> MATERIAL TO PROCESS
☆ ☆ ☆ ☆ ☆
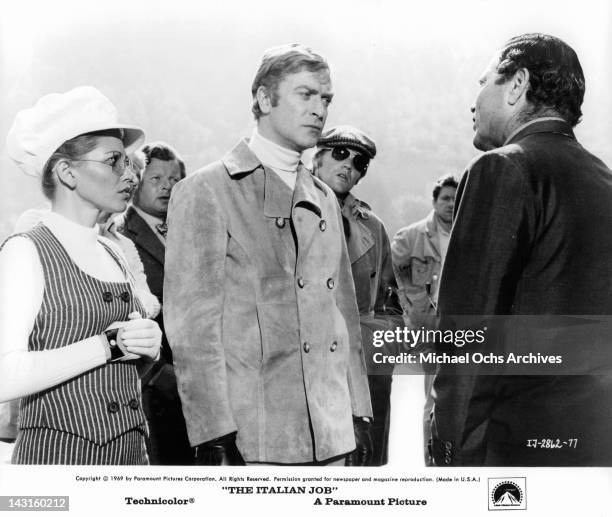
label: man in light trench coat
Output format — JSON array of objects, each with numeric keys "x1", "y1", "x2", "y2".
[{"x1": 164, "y1": 45, "x2": 372, "y2": 465}]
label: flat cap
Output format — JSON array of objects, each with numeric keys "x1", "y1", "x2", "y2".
[{"x1": 317, "y1": 126, "x2": 376, "y2": 160}]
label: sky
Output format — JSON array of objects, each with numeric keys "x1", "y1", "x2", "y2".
[{"x1": 0, "y1": 0, "x2": 612, "y2": 238}]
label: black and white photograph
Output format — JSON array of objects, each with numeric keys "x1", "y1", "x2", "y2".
[{"x1": 0, "y1": 0, "x2": 612, "y2": 516}]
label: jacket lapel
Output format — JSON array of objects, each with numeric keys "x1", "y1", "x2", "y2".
[
  {"x1": 342, "y1": 194, "x2": 375, "y2": 264},
  {"x1": 291, "y1": 163, "x2": 321, "y2": 257},
  {"x1": 125, "y1": 207, "x2": 166, "y2": 266}
]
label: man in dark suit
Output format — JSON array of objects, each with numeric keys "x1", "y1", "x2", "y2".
[
  {"x1": 431, "y1": 34, "x2": 612, "y2": 466},
  {"x1": 120, "y1": 142, "x2": 193, "y2": 465}
]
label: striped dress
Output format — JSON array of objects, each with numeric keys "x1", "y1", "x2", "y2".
[{"x1": 12, "y1": 223, "x2": 148, "y2": 465}]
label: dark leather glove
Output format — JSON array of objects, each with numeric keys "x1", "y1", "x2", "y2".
[
  {"x1": 195, "y1": 433, "x2": 245, "y2": 465},
  {"x1": 344, "y1": 416, "x2": 374, "y2": 467}
]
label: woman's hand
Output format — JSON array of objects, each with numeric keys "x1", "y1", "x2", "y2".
[{"x1": 121, "y1": 312, "x2": 162, "y2": 361}]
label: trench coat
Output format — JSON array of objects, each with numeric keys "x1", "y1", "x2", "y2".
[
  {"x1": 164, "y1": 140, "x2": 372, "y2": 463},
  {"x1": 432, "y1": 120, "x2": 612, "y2": 466},
  {"x1": 391, "y1": 210, "x2": 442, "y2": 329},
  {"x1": 342, "y1": 194, "x2": 403, "y2": 466}
]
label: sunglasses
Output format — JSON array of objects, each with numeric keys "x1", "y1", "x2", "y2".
[{"x1": 331, "y1": 147, "x2": 370, "y2": 174}]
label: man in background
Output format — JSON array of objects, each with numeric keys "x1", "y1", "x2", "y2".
[
  {"x1": 391, "y1": 174, "x2": 457, "y2": 465},
  {"x1": 313, "y1": 126, "x2": 402, "y2": 466},
  {"x1": 119, "y1": 142, "x2": 193, "y2": 465}
]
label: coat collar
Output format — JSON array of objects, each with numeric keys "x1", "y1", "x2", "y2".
[
  {"x1": 504, "y1": 117, "x2": 576, "y2": 145},
  {"x1": 222, "y1": 139, "x2": 328, "y2": 218},
  {"x1": 342, "y1": 193, "x2": 375, "y2": 264},
  {"x1": 221, "y1": 138, "x2": 262, "y2": 177}
]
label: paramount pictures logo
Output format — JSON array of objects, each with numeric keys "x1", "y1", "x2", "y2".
[{"x1": 489, "y1": 478, "x2": 527, "y2": 510}]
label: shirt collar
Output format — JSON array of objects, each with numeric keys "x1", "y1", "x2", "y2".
[
  {"x1": 504, "y1": 117, "x2": 567, "y2": 145},
  {"x1": 248, "y1": 127, "x2": 301, "y2": 172},
  {"x1": 41, "y1": 211, "x2": 98, "y2": 248}
]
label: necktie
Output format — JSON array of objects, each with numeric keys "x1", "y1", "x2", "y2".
[{"x1": 155, "y1": 221, "x2": 168, "y2": 239}]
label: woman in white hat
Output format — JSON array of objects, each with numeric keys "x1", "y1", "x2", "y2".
[{"x1": 0, "y1": 87, "x2": 161, "y2": 464}]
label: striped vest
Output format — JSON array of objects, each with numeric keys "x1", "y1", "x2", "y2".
[{"x1": 14, "y1": 224, "x2": 146, "y2": 445}]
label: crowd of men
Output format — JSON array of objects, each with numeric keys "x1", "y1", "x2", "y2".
[{"x1": 4, "y1": 34, "x2": 612, "y2": 466}]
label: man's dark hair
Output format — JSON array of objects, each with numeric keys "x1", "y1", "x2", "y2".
[
  {"x1": 433, "y1": 174, "x2": 459, "y2": 201},
  {"x1": 138, "y1": 142, "x2": 185, "y2": 179},
  {"x1": 251, "y1": 43, "x2": 329, "y2": 120},
  {"x1": 497, "y1": 33, "x2": 585, "y2": 127}
]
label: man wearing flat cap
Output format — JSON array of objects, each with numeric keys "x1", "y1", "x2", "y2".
[
  {"x1": 164, "y1": 45, "x2": 372, "y2": 465},
  {"x1": 313, "y1": 126, "x2": 402, "y2": 466}
]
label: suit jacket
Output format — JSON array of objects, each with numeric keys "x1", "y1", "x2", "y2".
☆ ☆ ☆ ☆ ☆
Find every line in the listing above that contains the word "collar" and copy each one. Case counts.

label: coat collar
label: shirt collar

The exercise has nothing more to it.